▸ What the task asks
Say whether each statement below agrees with the text on the mitotic spindle. Answer yes or no for each, quoting the words of the text that decide it.
1. A defect in spindle assembly causes mitotic delay and cell death.
2. In stem cells, the apical fate determinants are shown in green.
3. When spindle orientation fails, cells by default acquire a differentiated fate.

▸ Text block
------------------------------------

Giet Group Research

The mitotic spindle is a microtubule-based machine required for equal chromosome segregation. This is a key role to maintain genome stability. Spindle assembly defect causes mitotic delay and cell death. Therefore interference with spindle assembly and activation of the spindle checkpoint (SAC) is widely used as a strategy to inhibit cancer cell division.

The mitotic spindle is required for chromosome segregation. In case of spindle assembly defect, the Spindle Assembly Checkpoint remains active and prevent anaphase onset until all chromosomes are correctly attached to perform accurate segregation. If the defects cannot be corrected, the cell can die following long mitotic arrest or can propagate segregation errors, genetic instability and cancer.

The mitotic spindle plays also a crucial role in polarized stem cells to segregate unequally (apical and basal) cell fate determinants in the future daughter cells. This process is important for tissue homeostasis and deregulation may be the cause of tumor formation. Indeed, mitotic spindle orientation failure along the apico-basal axis triggers missegregation of cortical cell fates and overproliferation.

The mitotic spindle is required for asymmetric segregation of cell fate determinants and tissue homeostasis. In stem cells (SCs), the mitotic spindle aligns along the apico basal axis during M phase. Following cytokinesis, the cell basal and apical fate determinants (shown in green and Pink respectively) anchored at the cell cortex are asymmetrically distributed. One cell retains the SC identity (Pink), while the other is committed to differentiation.  Spindle orientation failure triggers symmetric distribution of cell fate determinant and by default, acquisition of the SC fate leading to tumor formation.

------------------------------------

▸ Provided information
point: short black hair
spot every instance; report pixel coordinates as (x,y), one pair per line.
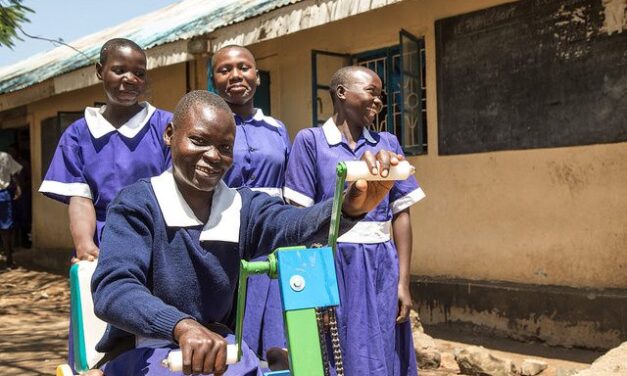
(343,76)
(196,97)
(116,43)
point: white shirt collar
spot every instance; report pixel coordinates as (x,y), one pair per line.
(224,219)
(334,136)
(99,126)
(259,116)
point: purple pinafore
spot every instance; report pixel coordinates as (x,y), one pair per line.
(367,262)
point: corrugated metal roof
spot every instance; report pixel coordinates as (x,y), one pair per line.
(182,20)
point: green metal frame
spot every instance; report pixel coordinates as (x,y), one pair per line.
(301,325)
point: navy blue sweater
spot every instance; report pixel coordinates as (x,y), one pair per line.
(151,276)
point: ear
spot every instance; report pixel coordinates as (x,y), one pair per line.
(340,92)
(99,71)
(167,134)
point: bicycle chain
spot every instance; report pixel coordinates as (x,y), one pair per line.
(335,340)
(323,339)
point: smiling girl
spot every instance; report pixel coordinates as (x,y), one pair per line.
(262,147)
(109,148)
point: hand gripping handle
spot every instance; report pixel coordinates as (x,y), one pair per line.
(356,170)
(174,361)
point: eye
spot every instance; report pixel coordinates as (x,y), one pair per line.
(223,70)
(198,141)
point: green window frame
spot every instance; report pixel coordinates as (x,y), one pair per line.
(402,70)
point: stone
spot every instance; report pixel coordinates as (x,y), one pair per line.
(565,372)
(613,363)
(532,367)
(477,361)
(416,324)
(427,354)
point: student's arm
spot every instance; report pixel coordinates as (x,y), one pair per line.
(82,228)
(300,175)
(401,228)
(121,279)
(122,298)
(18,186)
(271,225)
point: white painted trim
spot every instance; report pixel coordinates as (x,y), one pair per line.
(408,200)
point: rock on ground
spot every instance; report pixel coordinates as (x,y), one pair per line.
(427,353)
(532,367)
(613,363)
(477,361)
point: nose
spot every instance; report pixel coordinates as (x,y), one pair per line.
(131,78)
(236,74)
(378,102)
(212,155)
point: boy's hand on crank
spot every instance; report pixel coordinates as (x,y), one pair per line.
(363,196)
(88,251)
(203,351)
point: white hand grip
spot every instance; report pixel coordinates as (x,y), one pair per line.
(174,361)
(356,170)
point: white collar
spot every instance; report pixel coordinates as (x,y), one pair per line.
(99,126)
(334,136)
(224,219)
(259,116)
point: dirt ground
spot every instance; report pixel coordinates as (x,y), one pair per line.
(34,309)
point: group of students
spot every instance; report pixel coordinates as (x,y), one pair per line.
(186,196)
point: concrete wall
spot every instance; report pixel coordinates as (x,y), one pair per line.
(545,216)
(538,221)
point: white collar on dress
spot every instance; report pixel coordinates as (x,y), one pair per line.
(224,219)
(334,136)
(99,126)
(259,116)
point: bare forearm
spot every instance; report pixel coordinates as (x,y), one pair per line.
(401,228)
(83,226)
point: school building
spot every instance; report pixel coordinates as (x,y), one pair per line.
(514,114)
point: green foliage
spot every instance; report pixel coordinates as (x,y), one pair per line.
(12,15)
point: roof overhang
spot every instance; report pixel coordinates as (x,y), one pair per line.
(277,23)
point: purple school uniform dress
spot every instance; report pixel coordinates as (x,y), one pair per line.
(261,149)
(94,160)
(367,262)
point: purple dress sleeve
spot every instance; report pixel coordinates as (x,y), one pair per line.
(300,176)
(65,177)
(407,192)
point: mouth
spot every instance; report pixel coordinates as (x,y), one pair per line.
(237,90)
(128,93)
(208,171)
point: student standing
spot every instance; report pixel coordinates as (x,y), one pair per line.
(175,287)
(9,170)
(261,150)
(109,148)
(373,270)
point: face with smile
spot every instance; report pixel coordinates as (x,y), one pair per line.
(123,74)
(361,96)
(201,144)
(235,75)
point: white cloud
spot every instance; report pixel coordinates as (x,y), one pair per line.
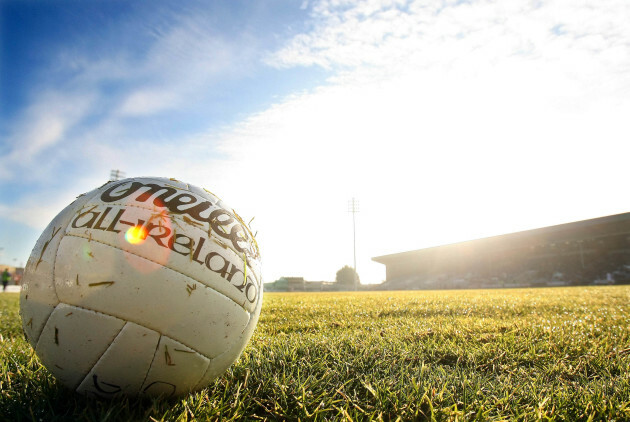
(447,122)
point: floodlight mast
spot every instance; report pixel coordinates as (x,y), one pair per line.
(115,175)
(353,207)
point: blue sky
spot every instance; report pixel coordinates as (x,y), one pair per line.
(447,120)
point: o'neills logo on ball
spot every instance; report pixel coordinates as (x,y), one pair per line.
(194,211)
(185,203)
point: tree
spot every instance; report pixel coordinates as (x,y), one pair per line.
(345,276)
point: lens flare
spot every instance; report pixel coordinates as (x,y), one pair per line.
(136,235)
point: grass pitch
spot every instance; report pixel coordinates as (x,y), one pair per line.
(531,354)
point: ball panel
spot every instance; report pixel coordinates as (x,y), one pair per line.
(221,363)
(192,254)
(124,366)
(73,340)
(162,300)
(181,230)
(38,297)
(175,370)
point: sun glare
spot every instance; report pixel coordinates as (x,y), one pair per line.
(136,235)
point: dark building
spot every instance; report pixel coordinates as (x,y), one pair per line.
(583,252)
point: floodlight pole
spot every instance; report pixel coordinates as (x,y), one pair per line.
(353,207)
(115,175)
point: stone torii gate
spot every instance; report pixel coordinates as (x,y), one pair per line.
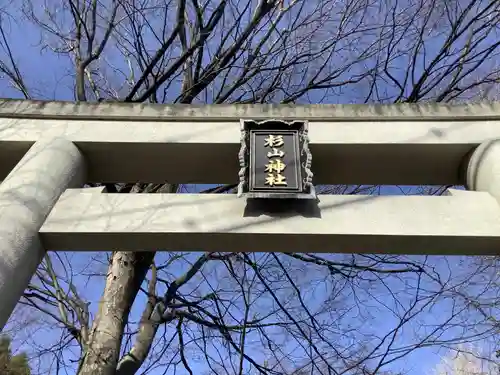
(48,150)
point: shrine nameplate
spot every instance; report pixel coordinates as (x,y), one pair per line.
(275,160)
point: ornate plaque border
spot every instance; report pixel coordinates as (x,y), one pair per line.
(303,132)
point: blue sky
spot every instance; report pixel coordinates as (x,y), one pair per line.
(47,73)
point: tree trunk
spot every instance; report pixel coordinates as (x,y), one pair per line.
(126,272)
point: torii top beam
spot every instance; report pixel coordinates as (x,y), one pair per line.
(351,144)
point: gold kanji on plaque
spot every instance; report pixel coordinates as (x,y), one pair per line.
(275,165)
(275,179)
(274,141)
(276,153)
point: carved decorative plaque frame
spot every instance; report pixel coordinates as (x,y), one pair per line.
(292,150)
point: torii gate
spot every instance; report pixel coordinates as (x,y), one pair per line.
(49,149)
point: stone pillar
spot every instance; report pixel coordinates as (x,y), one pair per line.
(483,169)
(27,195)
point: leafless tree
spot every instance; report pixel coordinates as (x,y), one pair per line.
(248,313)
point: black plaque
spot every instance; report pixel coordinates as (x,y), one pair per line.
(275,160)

------------------------------------

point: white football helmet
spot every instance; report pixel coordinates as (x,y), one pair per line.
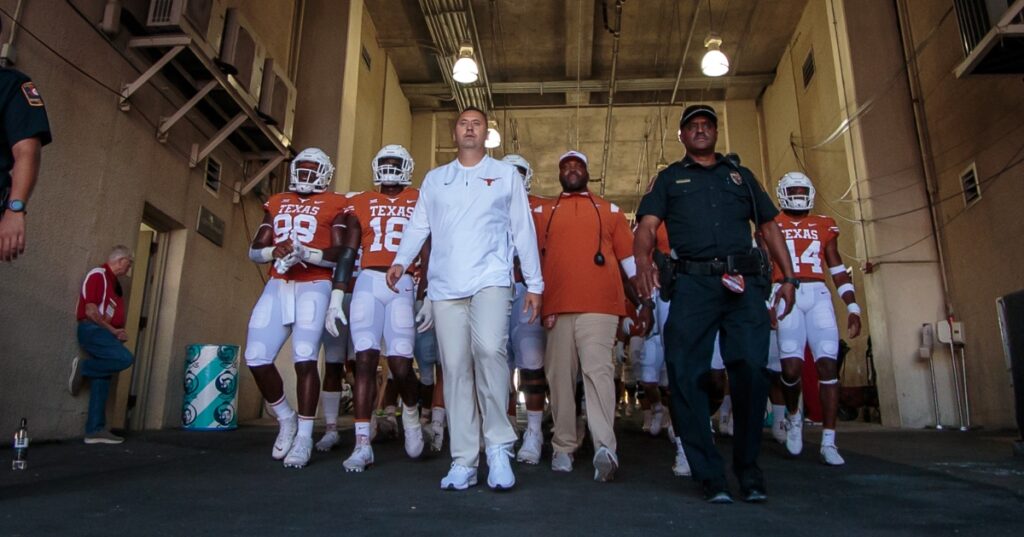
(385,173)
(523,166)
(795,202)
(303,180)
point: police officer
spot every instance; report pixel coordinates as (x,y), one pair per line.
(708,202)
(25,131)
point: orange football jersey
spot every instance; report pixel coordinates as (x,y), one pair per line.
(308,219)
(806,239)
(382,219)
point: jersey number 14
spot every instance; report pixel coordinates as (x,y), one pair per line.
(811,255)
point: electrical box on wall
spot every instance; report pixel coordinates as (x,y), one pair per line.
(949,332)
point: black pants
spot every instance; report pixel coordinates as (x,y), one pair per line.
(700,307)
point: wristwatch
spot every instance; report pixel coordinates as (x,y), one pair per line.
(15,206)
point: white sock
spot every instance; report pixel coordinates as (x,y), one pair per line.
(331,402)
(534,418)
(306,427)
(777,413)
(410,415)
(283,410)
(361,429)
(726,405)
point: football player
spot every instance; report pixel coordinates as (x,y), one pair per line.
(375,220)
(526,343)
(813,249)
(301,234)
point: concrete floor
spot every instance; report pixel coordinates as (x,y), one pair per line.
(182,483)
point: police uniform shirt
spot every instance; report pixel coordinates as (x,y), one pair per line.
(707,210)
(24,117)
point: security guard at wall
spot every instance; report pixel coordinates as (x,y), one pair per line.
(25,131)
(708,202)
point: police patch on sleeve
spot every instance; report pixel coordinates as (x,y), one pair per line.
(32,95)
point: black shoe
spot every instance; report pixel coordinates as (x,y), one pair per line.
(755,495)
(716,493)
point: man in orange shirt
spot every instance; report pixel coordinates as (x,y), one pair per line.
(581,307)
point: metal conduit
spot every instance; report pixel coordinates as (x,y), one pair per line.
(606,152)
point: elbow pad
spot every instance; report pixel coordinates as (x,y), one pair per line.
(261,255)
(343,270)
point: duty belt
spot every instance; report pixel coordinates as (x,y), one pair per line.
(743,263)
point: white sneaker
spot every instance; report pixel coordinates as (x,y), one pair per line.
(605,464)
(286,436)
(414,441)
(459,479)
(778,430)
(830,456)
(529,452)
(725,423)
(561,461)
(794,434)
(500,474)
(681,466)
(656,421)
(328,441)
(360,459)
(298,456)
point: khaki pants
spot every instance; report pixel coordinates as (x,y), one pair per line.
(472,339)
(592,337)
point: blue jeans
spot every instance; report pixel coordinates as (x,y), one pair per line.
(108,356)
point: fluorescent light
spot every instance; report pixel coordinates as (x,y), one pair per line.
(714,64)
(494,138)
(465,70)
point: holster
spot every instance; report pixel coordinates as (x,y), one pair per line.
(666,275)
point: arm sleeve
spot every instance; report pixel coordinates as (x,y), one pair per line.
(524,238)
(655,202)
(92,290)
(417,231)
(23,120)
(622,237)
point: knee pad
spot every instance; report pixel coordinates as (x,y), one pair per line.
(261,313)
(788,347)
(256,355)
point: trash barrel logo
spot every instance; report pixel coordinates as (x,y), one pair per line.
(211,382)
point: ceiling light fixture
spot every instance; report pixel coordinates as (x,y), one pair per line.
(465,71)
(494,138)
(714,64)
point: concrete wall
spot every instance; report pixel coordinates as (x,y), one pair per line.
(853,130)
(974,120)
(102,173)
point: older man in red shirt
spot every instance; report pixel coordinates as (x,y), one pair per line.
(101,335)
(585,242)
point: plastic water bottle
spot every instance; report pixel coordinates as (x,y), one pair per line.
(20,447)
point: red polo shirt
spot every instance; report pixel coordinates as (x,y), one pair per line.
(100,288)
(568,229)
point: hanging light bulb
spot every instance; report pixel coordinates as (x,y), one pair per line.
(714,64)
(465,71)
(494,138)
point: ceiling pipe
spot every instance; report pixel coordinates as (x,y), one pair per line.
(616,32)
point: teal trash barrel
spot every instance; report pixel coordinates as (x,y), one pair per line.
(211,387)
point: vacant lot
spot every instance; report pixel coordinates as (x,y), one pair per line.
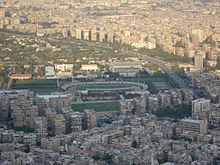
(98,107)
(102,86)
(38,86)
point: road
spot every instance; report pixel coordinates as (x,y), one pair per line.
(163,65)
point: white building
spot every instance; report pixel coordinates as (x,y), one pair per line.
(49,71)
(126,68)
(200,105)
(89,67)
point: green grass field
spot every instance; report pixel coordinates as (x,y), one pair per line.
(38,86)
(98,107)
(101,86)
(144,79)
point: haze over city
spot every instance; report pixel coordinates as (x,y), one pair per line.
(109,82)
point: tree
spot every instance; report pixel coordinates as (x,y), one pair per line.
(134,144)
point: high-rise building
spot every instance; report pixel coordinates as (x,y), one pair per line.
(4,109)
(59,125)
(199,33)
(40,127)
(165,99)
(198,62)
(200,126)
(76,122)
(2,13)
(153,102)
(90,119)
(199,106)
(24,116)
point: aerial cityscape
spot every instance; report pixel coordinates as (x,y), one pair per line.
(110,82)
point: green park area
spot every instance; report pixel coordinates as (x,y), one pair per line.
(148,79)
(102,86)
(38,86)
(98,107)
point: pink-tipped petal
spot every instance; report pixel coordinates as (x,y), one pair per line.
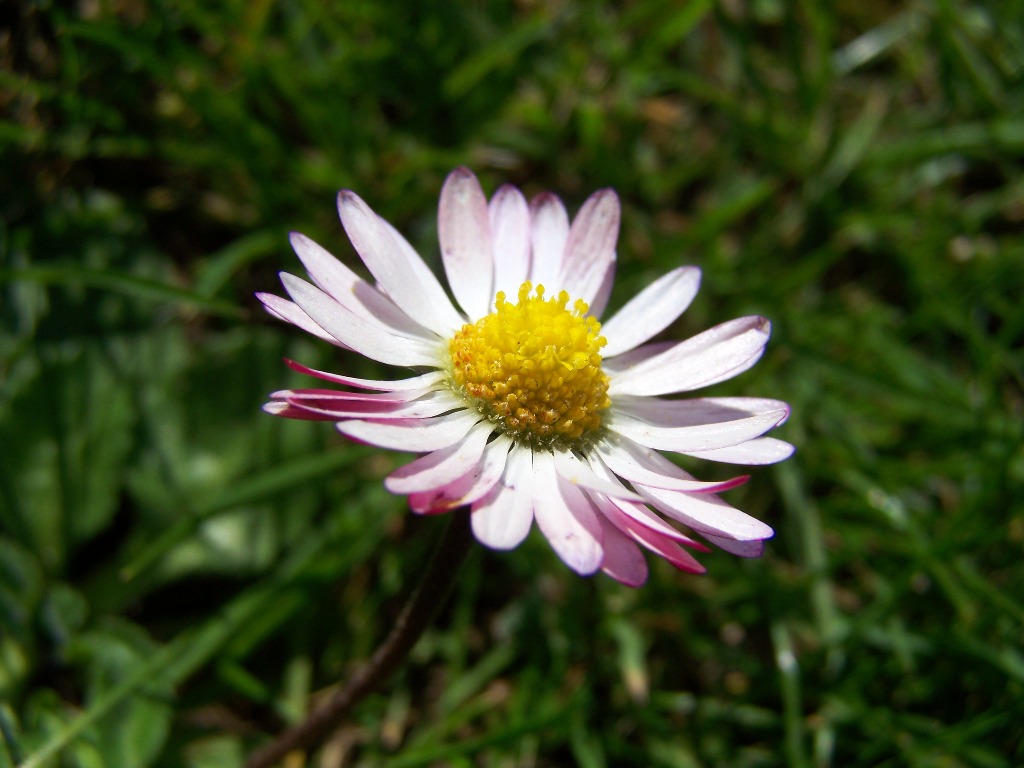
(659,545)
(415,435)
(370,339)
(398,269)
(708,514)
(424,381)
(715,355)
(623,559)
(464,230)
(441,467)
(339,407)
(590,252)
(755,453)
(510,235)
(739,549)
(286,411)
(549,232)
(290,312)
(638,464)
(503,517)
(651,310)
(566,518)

------------------------------------

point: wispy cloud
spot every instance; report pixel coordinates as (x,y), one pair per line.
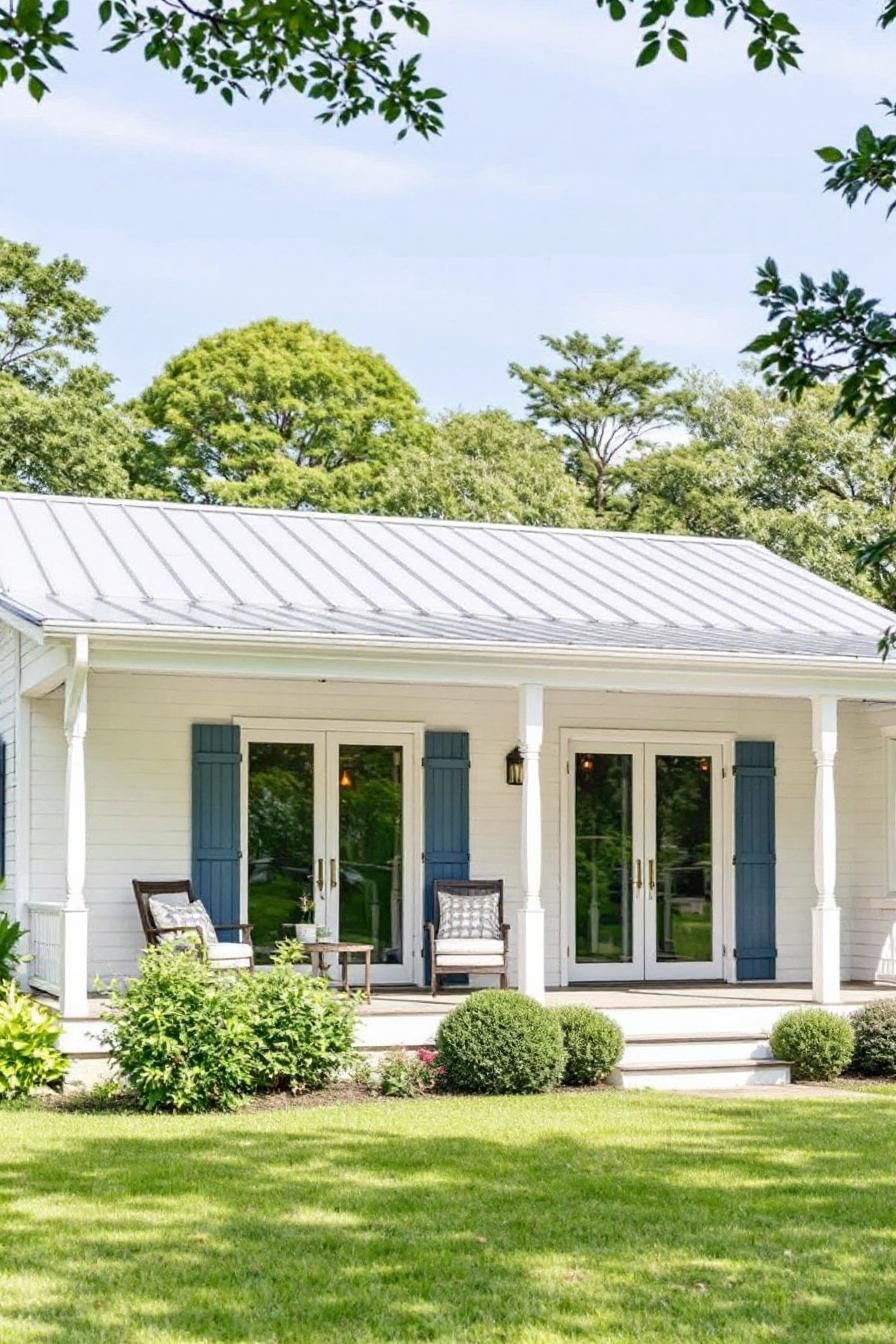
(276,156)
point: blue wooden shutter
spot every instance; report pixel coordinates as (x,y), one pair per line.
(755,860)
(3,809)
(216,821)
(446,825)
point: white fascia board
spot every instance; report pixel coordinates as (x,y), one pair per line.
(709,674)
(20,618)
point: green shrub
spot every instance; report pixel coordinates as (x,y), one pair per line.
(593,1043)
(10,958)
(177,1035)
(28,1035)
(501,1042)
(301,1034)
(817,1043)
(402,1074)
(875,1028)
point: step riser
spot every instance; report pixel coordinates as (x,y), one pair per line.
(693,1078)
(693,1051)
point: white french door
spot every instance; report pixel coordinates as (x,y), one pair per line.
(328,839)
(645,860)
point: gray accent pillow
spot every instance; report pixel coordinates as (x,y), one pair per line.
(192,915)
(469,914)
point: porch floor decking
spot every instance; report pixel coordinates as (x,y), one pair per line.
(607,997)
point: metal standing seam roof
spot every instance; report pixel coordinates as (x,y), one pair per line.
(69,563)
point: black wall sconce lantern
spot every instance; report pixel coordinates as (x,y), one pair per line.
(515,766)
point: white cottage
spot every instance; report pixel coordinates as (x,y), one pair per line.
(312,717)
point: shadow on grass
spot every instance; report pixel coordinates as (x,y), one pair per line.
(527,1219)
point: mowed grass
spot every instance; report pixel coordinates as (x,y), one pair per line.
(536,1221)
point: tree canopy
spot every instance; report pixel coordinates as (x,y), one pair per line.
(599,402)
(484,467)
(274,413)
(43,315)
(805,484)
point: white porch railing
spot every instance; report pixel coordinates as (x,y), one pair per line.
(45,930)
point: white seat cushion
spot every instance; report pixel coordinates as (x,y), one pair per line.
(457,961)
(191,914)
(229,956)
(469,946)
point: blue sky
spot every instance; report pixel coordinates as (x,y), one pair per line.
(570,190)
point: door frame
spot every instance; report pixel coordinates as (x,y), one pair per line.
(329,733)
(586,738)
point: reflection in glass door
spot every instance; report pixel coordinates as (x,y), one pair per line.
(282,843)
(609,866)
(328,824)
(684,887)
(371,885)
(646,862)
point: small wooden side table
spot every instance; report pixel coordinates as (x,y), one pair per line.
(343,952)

------------------------------------

▸ Result of this task
1. Yes: "Spindle assembly defect causes mitotic delay and cell death."
2. No: "the cell basal and apical fate determinants (shown in green and Pink respectively)"
3. No: "Spindle orientation failure triggers symmetric distribution of cell fate determinant and by default, acquisition of the SC fate leading to tumor formation."